→ INPUT FOR THIS TASK:
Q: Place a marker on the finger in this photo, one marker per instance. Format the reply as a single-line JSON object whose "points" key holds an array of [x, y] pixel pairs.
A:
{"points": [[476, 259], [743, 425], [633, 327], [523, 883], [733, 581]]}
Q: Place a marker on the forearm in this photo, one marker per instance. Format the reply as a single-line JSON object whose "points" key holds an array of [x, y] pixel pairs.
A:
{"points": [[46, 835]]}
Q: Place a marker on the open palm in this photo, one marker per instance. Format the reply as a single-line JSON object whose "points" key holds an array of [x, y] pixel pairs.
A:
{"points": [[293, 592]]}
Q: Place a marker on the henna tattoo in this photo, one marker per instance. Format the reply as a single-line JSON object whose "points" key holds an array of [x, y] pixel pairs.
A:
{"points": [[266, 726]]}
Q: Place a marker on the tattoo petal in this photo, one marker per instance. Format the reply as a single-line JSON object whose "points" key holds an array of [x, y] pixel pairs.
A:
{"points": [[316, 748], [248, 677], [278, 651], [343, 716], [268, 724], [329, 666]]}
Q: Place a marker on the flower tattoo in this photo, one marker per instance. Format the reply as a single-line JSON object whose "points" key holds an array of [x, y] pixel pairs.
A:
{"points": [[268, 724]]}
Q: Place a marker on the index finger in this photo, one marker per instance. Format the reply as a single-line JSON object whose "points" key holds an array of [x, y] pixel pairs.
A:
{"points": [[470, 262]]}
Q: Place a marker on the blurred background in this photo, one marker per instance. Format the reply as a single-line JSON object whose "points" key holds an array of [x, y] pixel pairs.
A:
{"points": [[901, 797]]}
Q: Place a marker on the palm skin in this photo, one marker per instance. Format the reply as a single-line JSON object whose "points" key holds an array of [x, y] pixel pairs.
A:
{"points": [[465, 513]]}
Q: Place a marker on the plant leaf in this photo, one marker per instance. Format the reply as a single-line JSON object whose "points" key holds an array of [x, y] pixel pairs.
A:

→ WORK INSTRUCTIONS:
From the entries above, collect every line with the string "finger" in it.

→ ANSWER SECTION:
Q: Place a marker on the finger in this photo, one marker per instance. Format the reply as a single-line JSON object whose "points" key holds an array of [x, y] pixel pairs.
Q: Place a marker on the index finger in this photo, one marker per instance. Format the reply as a single-line JSON object whose "points" key holds an array of [x, y] pixel pairs.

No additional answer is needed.